**Work to complete**. Revise the records below by changing each "keypoint" to "target point", keeping everything else the same.

## Begin

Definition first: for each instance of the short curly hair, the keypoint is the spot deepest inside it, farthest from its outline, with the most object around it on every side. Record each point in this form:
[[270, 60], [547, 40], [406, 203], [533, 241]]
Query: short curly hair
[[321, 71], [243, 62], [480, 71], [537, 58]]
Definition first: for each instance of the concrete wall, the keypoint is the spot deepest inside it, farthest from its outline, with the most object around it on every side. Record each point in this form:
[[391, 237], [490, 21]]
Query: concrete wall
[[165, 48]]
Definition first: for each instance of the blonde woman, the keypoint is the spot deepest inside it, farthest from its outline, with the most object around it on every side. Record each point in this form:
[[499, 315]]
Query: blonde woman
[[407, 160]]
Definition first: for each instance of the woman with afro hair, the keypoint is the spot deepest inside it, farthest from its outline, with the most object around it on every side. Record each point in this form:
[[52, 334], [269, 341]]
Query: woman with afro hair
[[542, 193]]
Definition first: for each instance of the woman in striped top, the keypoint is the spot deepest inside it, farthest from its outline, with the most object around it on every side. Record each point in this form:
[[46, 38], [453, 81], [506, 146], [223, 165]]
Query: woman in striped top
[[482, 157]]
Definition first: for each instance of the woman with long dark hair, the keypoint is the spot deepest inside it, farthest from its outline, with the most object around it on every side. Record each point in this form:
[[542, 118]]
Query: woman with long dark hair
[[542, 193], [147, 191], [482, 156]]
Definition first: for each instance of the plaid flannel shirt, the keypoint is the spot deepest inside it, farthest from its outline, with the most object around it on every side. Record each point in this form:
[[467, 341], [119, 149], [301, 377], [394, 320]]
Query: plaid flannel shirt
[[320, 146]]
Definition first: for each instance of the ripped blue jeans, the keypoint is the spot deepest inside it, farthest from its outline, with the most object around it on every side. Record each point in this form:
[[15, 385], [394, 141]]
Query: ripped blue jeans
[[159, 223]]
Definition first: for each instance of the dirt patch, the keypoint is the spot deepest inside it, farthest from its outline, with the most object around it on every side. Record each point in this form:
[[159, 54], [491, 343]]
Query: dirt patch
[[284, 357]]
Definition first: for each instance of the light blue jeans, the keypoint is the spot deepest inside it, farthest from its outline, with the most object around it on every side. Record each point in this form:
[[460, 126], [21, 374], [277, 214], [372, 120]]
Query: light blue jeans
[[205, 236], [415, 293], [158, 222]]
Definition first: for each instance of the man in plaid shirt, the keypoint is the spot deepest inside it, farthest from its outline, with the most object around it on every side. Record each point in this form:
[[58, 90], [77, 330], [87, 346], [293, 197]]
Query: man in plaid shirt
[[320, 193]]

## End

**Answer to the exercise**.
Definition first: for each instance of the short curly hair, the target point is the spot deepest inside it, farthest from its outline, with the most object around it on every side. Record each point in this form:
[[270, 60], [547, 40], [406, 203], [533, 241]]
Query: short curly hair
[[321, 71], [243, 62], [480, 71], [537, 58]]
Definition first: for each instance of the concrete wall, the target point is the spot deepest inside it, farthest from its outline, with the most object around it on every side. Record each point in this form:
[[391, 237], [490, 21]]
Query: concrete wall
[[165, 48]]
Definition first: for each instance of the blonde woman, the target point is the spot deepest inside it, farthest from its outline, with the most object around it on every side. Record each point in this form:
[[499, 315]]
Query: blonde woman
[[407, 160]]
Definition first: for each instance of the woman with afro hair, the target point is the spot deepest inside it, farthest from its outline, with the most object around it on every side. Record each point in this form:
[[52, 334], [269, 341]]
Query: woman with afro hair
[[542, 193]]
Definition first: for each instance of the woman in striped top, the target point is the spot deepest inside it, farthest from its outline, with the most object around it on every side. Record each point in this form:
[[46, 38], [453, 81], [506, 146], [223, 165]]
Query: woman in striped top
[[482, 157]]
Definition first: for each instance of the woman with long dark hair, the target point is the spot deepest inside it, farthest from its outline, with the most object around it on every side. Record each point in this form:
[[542, 118]]
Query: woman with long dark hair
[[542, 193], [147, 191], [482, 156]]
Definition first: for each instance of the plaid flannel shirt, the target point is the spot deepest inside it, farthest from its outline, with the most object around it on every side. Record each point in this form:
[[467, 341], [119, 149], [301, 377], [394, 320]]
Query: plaid flannel shirt
[[320, 146]]
Definition first: for each instance of the ripped blue jeans, the target point is the spot deepest inside it, farthest from its outline, with the most object around it on every side. Record each point in this form:
[[15, 385], [394, 141]]
Query: ripped blue jeans
[[159, 223]]
Definition first: for each instance of the dirt patch, the target point is the spot deepest inside it, farthest from its outline, with the most object around it on every side. Record each point in this form:
[[159, 54], [491, 343]]
Query: dirt patch
[[284, 357]]
Definition first: for each instance of the light blue jeans, the target point is the spot deepest inside it, farthest from its outline, with the most object around it on every side. Record each point in this form:
[[460, 126], [21, 374], [277, 214], [372, 120]]
Query: light blue jeans
[[205, 236], [415, 293], [158, 222]]
Definition first: for each instance of the man in plaid shirt, the target point is the spot deepest inside it, farthest from its outline, with the most object around it on every side. Record each point in this form:
[[58, 90], [77, 330], [87, 346], [293, 197]]
Query: man in plaid shirt
[[320, 193]]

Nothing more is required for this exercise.